法隆寺の国宝彫刻(仏像) | 関西の国宝建造物と国宝彫刻(仏像)のすべて

関西の国宝建造物と国宝彫刻(仏像)のすべて

関西は国宝建造物と国宝彫刻(仏像)の宝庫です。私がこれまで訪れたそのすべてをご紹介していきます。現在頑張って制作中です

法隆寺は国宝彫刻17件保有しています。

これは興福寺に並び我が国最多の保有数です。

 

まずは西院伽藍に安置されている国宝彫刻をご紹介

 

ただし基本仏像は撮影禁止ですのでウィキペディアかr画像をお借りします。(ないものもあります)

 

金堂安置

 

銅造釈迦如来及両脇侍像 どうぞうしゃかにょらいおよびりょうきょうじぞう 止利作(金堂安置) 飛鳥時代

 

Shakyamuni Triad Horyuji2.JPG
By Tokyo Bijutsu Gakko - Tokyo Bijutsu Gakko(Tokyo Fine Arts School and Tokyo Music School) ed., HORYUJI OKAGAMI (64 VOLUMES) [The Great Art of the Horyuji Temple Volme 49th, 1917], パブリック・ドメイン, Link

623年、止利仏師作の光背銘を有する像で、日本仏教彫刻史の初頭を飾る名作である。図式的な衣文の処理、杏仁形(アーモンド形)の眼、アルカイックスマイル(古式の微笑)、太い耳朶(耳たぶ)、首に三道(3つのくびれ)を刻まない点など、後世の日本の仏像と異なった様式を示し、大陸風が顕著である。

 

銅造薬師如来坐像 どうぞうやくしにょらいざぞう (金堂安置) 飛鳥時代

 

Yakushi Nyorai Kondo Horyuji.jpg

By 東京美術学校 - Horyuji Taikyo ( 法隆寺大鏡) 48 (1926), パブリック・ドメイン, Link

 

東の間本尊。本像の脇持とされる日光・月光菩薩像は別に保管されるが、作風が異なり、本来一具のものではない。

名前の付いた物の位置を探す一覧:
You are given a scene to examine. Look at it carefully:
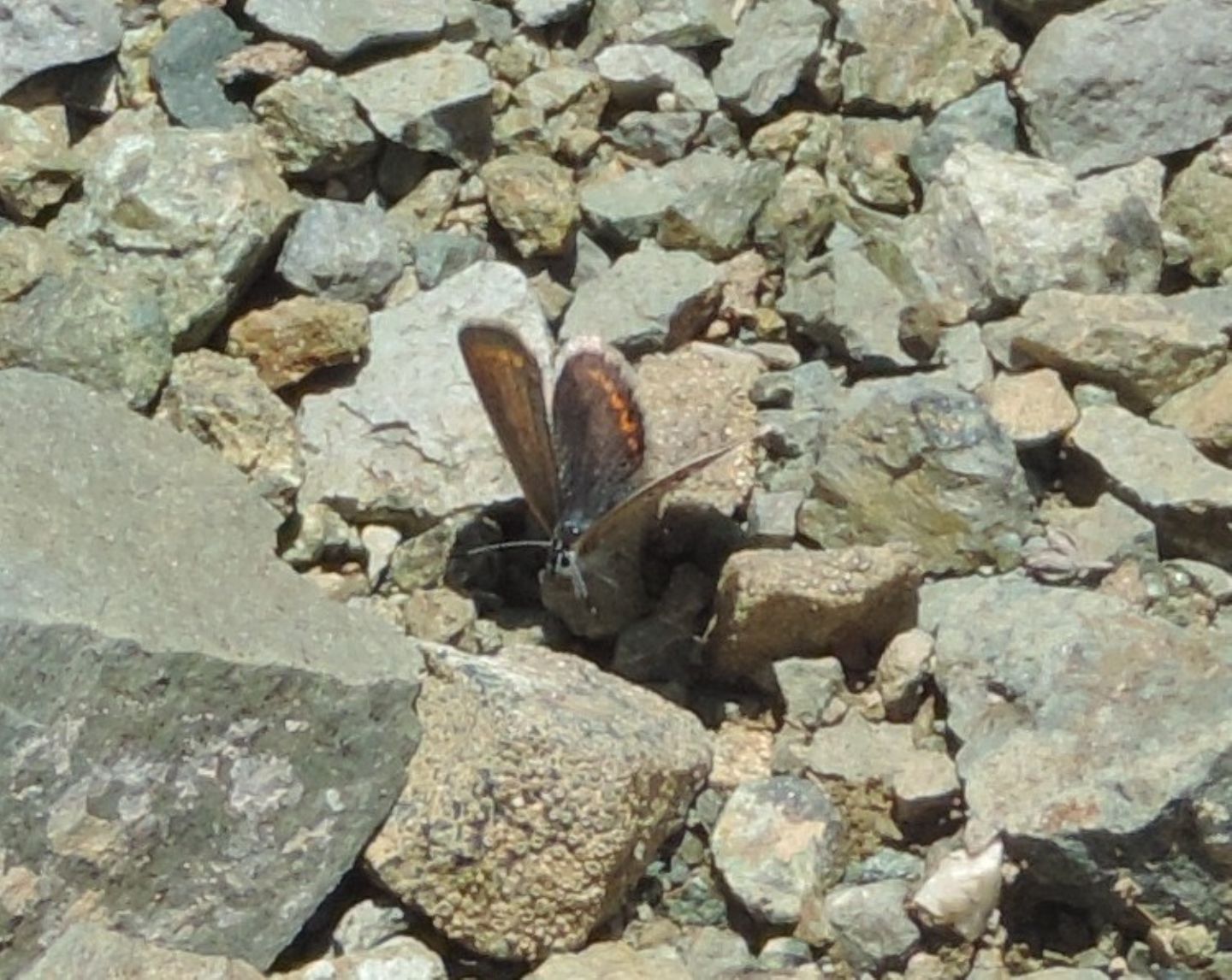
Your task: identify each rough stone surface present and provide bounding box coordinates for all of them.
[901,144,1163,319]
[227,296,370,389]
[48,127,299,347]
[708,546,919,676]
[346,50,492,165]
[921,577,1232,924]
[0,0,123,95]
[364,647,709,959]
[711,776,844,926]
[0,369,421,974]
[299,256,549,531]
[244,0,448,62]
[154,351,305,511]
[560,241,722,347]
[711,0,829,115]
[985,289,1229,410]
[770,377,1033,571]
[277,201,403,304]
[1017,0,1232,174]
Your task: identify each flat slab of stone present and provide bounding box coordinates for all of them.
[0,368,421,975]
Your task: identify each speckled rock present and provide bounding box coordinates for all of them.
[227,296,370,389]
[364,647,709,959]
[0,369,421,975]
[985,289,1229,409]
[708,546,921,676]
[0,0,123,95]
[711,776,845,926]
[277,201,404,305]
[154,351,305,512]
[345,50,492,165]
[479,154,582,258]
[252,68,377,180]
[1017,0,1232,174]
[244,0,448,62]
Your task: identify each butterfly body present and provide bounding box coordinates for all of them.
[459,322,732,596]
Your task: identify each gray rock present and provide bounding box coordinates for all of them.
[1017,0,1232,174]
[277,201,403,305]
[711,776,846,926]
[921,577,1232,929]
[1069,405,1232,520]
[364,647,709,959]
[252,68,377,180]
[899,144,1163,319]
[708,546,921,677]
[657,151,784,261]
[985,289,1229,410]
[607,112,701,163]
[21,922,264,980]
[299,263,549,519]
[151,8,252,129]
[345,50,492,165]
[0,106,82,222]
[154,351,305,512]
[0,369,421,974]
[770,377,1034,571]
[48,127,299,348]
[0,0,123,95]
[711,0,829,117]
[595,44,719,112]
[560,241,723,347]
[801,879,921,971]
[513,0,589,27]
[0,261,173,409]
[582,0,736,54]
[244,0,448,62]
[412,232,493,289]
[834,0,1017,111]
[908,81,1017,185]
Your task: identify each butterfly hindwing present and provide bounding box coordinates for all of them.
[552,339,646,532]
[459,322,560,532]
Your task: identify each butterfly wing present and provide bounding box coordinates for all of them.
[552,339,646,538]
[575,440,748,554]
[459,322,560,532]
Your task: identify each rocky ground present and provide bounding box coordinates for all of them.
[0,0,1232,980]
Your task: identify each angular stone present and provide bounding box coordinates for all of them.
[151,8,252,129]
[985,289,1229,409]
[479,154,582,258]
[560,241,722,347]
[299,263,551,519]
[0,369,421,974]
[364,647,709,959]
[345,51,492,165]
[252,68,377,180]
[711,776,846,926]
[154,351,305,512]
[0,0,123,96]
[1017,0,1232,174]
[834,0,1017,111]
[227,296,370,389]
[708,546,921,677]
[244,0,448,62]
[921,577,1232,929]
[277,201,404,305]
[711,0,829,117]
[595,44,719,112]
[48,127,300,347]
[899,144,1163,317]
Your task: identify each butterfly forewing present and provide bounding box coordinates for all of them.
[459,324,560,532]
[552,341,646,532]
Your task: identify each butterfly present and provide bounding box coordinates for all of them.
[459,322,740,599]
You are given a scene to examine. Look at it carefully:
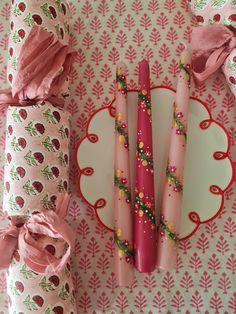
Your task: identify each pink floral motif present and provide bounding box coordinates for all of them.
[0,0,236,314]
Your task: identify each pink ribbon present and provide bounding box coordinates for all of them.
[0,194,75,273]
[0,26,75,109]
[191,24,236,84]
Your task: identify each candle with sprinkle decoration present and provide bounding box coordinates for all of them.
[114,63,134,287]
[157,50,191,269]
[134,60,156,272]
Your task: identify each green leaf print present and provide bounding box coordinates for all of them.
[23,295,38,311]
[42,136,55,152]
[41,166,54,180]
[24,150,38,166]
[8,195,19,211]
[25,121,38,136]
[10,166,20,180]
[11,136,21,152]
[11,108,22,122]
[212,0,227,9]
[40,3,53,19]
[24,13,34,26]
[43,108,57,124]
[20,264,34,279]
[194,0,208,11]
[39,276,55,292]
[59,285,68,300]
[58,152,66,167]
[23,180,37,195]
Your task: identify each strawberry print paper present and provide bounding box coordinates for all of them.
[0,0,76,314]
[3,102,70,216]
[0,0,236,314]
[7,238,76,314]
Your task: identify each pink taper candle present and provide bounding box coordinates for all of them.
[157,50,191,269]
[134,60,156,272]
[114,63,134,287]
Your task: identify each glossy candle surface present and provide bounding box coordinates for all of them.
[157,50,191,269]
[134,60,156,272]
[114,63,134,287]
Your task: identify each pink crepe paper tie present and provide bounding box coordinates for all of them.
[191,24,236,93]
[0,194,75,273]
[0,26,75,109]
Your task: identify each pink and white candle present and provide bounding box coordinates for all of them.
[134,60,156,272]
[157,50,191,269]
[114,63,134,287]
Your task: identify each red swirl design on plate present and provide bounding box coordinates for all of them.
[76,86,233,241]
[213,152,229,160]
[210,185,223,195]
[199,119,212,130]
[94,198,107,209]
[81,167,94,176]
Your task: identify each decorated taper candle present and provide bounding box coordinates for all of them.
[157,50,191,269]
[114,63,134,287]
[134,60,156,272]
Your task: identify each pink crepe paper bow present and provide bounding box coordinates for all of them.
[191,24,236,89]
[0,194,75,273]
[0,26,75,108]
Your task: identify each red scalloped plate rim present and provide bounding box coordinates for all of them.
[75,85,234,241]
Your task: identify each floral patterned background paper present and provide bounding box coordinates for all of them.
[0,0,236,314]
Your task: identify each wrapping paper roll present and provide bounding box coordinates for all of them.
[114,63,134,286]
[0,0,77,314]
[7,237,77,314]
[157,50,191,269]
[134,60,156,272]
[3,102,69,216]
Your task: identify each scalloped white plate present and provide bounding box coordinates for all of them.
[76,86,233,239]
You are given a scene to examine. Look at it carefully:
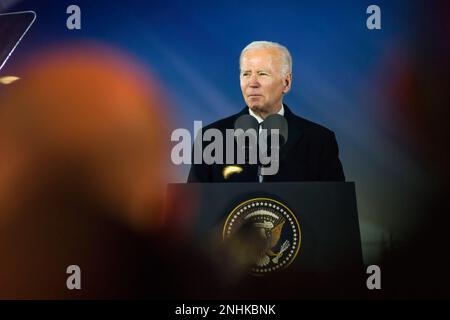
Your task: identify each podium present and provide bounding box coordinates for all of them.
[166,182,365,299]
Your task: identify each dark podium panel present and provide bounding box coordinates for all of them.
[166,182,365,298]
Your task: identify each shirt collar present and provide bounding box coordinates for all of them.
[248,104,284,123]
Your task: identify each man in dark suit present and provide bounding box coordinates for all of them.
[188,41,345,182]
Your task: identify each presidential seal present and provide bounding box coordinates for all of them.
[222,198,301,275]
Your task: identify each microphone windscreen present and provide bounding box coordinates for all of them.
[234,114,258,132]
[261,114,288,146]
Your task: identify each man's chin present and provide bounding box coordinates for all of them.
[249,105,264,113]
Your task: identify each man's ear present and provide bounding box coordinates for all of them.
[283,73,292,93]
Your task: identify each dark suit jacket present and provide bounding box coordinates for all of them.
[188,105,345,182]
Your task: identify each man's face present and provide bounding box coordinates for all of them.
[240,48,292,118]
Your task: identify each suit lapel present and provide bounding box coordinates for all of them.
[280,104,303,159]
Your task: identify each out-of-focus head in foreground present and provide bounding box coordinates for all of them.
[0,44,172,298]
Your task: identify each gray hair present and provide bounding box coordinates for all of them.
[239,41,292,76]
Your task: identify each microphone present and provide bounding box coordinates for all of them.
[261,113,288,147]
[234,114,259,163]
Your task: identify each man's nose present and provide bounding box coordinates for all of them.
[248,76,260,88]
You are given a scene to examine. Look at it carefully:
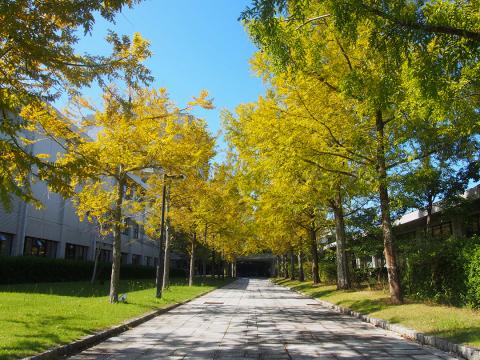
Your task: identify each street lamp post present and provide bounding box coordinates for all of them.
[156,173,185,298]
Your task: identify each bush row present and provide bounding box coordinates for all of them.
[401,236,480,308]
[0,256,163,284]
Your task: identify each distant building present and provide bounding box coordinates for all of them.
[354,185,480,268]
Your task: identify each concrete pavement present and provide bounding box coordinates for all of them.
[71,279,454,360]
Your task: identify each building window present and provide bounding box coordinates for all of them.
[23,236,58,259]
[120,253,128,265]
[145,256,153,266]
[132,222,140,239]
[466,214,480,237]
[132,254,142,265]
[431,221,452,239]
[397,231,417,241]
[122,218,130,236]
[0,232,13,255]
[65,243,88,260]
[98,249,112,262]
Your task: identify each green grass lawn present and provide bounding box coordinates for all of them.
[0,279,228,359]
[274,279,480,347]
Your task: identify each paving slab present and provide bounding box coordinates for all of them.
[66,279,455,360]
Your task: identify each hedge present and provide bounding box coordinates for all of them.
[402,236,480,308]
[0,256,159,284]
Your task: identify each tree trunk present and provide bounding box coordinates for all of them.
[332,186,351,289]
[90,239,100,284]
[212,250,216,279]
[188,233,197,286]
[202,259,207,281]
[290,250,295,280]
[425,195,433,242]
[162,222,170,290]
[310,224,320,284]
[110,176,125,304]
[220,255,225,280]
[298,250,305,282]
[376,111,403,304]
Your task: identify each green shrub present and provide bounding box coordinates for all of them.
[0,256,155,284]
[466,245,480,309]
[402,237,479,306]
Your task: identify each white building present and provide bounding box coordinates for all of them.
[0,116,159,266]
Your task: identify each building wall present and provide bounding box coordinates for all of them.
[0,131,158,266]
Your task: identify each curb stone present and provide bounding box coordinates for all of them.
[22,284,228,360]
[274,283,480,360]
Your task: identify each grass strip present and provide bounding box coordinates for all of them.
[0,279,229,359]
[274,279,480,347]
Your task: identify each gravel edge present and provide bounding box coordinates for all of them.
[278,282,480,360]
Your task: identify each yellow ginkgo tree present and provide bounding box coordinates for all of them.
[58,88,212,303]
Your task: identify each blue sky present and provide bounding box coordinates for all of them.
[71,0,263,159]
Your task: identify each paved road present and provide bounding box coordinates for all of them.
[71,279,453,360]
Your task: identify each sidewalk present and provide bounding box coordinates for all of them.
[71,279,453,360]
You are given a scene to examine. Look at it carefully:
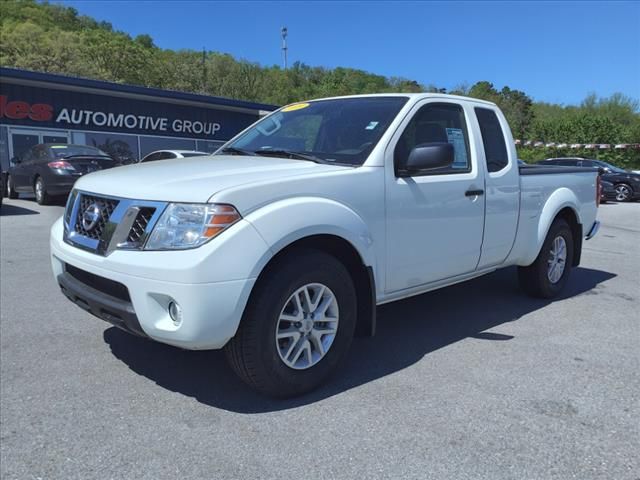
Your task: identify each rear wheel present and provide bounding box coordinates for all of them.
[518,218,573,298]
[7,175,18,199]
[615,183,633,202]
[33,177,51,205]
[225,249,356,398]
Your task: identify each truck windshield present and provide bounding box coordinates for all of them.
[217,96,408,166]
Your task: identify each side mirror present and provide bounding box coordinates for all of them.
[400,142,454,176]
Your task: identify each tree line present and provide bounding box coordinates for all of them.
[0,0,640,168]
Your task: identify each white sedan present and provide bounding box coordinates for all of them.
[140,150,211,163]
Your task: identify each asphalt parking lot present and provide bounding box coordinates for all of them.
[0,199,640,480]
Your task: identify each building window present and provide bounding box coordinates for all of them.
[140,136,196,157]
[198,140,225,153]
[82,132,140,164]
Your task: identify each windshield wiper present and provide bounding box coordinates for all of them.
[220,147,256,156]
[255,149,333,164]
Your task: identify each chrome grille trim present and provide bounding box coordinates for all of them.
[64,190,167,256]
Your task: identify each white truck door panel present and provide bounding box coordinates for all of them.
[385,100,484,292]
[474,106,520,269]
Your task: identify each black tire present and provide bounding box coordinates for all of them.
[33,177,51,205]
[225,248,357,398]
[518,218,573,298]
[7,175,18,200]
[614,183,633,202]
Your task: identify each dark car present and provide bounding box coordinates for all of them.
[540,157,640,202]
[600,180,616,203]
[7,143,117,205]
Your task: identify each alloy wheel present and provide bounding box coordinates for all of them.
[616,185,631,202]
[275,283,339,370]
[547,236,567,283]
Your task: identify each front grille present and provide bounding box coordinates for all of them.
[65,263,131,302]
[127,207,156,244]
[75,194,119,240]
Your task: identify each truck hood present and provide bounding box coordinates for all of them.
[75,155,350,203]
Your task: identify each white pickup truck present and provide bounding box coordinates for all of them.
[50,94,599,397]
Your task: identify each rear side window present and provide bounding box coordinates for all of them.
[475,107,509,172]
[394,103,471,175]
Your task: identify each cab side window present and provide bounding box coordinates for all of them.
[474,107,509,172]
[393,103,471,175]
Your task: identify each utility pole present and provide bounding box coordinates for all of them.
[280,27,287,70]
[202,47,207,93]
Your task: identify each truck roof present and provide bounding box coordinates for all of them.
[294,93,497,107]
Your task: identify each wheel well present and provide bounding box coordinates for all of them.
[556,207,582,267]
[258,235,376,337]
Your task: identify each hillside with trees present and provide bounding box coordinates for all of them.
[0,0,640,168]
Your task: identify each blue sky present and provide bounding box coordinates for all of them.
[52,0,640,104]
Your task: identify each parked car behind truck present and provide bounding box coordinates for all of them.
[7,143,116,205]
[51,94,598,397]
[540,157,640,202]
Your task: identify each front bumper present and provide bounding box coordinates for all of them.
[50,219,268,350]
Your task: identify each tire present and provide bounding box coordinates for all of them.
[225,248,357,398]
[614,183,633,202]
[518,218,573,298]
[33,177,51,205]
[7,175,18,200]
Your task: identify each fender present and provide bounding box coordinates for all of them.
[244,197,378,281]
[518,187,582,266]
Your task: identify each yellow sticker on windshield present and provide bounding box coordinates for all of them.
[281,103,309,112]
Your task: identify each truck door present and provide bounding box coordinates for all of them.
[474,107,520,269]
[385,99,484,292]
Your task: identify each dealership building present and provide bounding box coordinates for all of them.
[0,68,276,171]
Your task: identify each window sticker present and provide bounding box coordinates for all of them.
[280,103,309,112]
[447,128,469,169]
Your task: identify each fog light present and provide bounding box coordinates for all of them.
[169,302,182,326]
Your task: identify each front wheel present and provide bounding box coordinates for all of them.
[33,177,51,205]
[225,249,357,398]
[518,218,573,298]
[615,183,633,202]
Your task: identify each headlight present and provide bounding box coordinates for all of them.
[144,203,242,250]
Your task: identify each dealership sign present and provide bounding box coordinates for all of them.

取り組む課題:
#1 法隆寺の国宝彫刻についての文章で、仏像の画像をウィキペディアから借りるとしているのはなぜですか。文章に書かれている理由を1〜3文で説明してください。
#2 法隆寺の国宝彫刻についての文章を、最後の文の後から書き継いでください。

課題の解答:
#1 仏像は基本的に撮影禁止だからです。そのため画像はウィキペディアから借りるとしており、画像がないものもあると断っています。

#2
木造毘沙門天立像 もくぞうびしゃもんてんりゅうぞう(金堂安置) 木造吉祥天立像 もくぞうきっしょうてんりゅうぞう (金堂安置)平安時代

 

Horyuji Monastery Bishamonten and Kichijoten of Kondo (330).jpg
By Imperial Japanese Commission to the Panama-Pacific International Exposition - Japanese Temples and their Treasures (The Shimbi Shoin 1915), パブリック・ドメイン, Link

中の間本尊釈迦三尊像の左右に立つ、平安時代の木造彩色像。記録(『金堂日記』)から承暦2年(1078年)の作とされる。

 

木造四天王立像 もくぞうしてんのうりゅうぞう (金堂安置) 飛鳥時代

 

ZojoTen viruudhaka Horyuji Kondo.jpg
By TOKYO BIJYUTU GAKKO - 東京美術学校編  法隆寺大鏡 第39集, 1910, パブリック・ドメイン, Link

飛鳥時代。広目天・多聞天像の光背裏刻銘に山口大口費らの作とある。同じ堂内の釈迦三尊像、薬師如来像が銅造であるのに対し、木造彩色である。後世の四天王像と違って、怒りの表情やポーズを表面にあらわさず、邪鬼の上に直立不動の姿勢で立つ。

 

五重塔安置

 

塑造塔本四面具 そぞうとうほんしめんぐ (五重塔安置) 天平時代

 

 

 

Horyuji Monastery Clay Figures of the Pagoda I (223).jpg
By Imperial Japanese Commission to the Panama-Pacific International Exposition - Japanese Temples and their Treasures (The Shimbi Shoin 1915), パブリック・ドメイン, Link

初重内陣には東面・西面・南面・北面それぞれに塔本四面具(国宝)と呼ばれる塑造の群像を安置する(計80点の塑像が国宝)。この塑像に使用された粘土は、寺の近くの土と成分がほぼ等しいことから近くの土で作られたと推測される。東面は「維摩経」(ゆいまきょう)に登場する、文殊菩薩と維摩居士の問答の場面、北面は釈迦の涅槃、西面は分舎利(インド諸国の王が釈尊の遺骨を分配)の場面、南面は弥勒の浄土を表す。北面の釈迦の入滅を悲しむ仏弟子の像が特に有名である。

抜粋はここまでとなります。